[Job]: Pick up the passage on effective Vietnamese think tanks and keep writing from its last sentence.

[Extract to read]:
########

In commissioning this paper, the central question the ADBI wanted addressed was: “What are the attributes of an effective think tank?” There is no simple answer to the question and there are no technocratic ‘quick fixes’.

Focusing on internal management issues can not be considered in isolation from the wider political and economic context. Management is important to the sustainability and quality of work of individual institutes. Nevertheless, it is also essential to consider Vietnamese governmental institutes in aggregate. The strong departmental affilliations and the weak interaction with research counterparts in other departments points to a broader governance problem. The Americans would see this dynamic the result of departments set up as (vertical) ‘stove-piping’ without sufficient structures for (horizontal) coordination, and the British would describe it similarly as a ‘silo’ structure and absence of ‘joined-up-government’. In short, the effectiveness of Vietnamese institutes can be undermined by the very architecture of the state. Nevertheless, there are some actions that are within the scope of Vietnamese think tank processes.

  • Attention to quality control and other management issues is an enduring and constant fact of organisational life. It is not an occasional task of once-yearly review. See Section 4., and Appendix 1.
  • Diversification of funding base. The most stable and independent institutes are those with a mix of revenue sources. Developing new revenue sources takes time and it should be done without damaging an institute’s reputation and quality of product.
  • Some (not all) Vietnamese think tanks (and not all the time) need to become more transnational in their activities and or engagements to stay abreast of global policy debates. This can be achieved via professional exchanges, fellowships, graduate study overseas as well as involvement in international research partnerships and global (or regional) policy networks. Viet Nam is not immune to the pressures of globalisation, and that includes pressure on policy communities.
  • Deepening and widening of policy communities. By developing more horizontal relationships with counterparts in other institutes it is possible to expand beyond the vertical organisation based on departmental or party bureaucratic lines of authority. This can also include engagement with some private researchers in the business sector, the media or certain NGOs

Another question from the ABDI: What can be learnt from international trends and patterns in the think tank industry?

########

[Saved data entries]:
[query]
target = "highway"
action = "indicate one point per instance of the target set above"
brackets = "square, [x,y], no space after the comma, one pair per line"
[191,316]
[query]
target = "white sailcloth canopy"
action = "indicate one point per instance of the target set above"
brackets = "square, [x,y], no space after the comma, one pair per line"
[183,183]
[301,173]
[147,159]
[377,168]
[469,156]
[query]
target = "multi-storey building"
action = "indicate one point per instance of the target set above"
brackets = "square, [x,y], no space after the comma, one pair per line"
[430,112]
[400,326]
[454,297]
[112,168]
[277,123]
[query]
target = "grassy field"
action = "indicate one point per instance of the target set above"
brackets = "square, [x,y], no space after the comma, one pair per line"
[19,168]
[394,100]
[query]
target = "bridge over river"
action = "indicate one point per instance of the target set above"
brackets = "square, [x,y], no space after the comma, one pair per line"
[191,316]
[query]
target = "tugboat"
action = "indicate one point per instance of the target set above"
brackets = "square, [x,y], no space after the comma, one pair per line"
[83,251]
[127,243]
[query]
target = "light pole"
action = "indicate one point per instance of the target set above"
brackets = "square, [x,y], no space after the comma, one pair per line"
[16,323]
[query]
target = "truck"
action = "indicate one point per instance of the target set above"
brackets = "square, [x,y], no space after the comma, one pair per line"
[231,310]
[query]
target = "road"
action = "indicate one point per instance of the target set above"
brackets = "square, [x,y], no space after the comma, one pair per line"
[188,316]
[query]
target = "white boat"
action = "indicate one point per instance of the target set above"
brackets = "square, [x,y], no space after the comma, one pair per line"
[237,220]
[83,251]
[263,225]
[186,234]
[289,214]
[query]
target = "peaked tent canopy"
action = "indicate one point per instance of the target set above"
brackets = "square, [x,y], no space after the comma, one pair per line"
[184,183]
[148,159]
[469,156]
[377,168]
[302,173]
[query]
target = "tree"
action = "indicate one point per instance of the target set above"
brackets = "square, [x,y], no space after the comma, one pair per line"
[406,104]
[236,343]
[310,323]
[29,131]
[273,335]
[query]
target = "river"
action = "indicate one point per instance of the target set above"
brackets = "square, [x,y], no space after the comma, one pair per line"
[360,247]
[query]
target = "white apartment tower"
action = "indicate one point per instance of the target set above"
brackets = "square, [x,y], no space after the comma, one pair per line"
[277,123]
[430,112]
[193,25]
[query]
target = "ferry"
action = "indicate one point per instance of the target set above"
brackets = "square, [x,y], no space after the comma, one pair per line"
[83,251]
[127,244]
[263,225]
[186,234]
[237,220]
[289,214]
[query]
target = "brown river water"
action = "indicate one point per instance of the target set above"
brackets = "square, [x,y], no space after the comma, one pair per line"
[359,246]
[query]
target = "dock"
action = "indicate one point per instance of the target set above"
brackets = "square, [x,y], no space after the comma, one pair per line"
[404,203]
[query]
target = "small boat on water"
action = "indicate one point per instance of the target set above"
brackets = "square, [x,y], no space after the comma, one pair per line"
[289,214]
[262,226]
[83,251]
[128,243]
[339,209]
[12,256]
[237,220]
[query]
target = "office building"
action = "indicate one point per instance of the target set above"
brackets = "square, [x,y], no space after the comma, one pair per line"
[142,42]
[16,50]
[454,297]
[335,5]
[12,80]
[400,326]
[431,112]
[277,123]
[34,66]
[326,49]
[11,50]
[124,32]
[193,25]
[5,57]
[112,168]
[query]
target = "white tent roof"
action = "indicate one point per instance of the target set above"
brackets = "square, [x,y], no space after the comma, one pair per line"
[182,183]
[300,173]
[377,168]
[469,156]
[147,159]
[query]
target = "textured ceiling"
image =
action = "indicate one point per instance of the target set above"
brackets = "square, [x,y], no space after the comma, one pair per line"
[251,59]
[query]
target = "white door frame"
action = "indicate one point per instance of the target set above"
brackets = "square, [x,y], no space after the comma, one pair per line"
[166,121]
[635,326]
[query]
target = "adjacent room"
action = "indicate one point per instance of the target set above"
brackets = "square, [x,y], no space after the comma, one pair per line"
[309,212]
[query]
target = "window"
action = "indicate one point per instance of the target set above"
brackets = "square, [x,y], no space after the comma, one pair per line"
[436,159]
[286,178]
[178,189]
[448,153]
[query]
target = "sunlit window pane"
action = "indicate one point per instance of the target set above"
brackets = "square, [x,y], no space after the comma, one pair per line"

########

[Task result]:
Given the world-wide boom of think tanks or policy institutes, it seems evident that these organisations are important vehicles for conducting research on social and economic affairs. In Viet Nam, the analytic needs of the state to steer Doi Moi are probably on the increase and there will be increasing demand on Vietnamese institutes to assist in economic transition and public sector reform. The international trend is for more, not fewer, think tanks. This think tank development has been diverse but on balance, most new think tanks in the past two decades have been established as independent bodies. By contrast, private policy research bodies in Viet Nam are few and they operate in an environment where partnership with the state is the norm; a norm that is substantially different from Western civil society notions of advocacy, confrontation and critique. Although a pluralistic transition to a boistrous civil society is not on the horizon, other reform dynamics -- such as the spread of the new public administration – could be more pervasive in Viet Nam. A salutary lesson from the former Soviet Union and the transition states of Central and Eastern Europe, is that some day in the future the very many institutes currently based inside Vietnamese government departments may become among the first casualties of public sector reforms and cut-backs.

Finally, there is the inevitable anxiety and vexed questions about “independence”. To many Western observers, Asian think tanks are considered to have an unhealthily close relationship with government. Given perceptions that they “serve to toe the official line”, even The Straits Times has asked the question: “Can Asian Asian Think Tanks Think?” (Rekhi, 2002).

Independence must be assessed on more than one criteria whilst recognising that calls for independence can sometimes conflict with and contradict calls for policy relevance. Dimensions of independence can include:

  1. Political independence from vested interests
  2. Legal independence
  3. Financial independence
  4. Scholarly autonomy and ‘freedom of research’

A western think tank may trumpet its status as a non-profit organisation with no affiliations to political party or business interests. Yet, funding dependence on one client – such as a government department – will raise questions about freedom to set research agendas and subtle forms of self-censorship in ensuring the delivery of desired research results. In the end, perfect and complete independence is neither possible nor desirable for organisations such as think tanks. Instead, independence, autonomy and scholarly freedom is based on strong professional norms, (institutional) relationships open to scrutiny and tolerant but vigilant political cultures.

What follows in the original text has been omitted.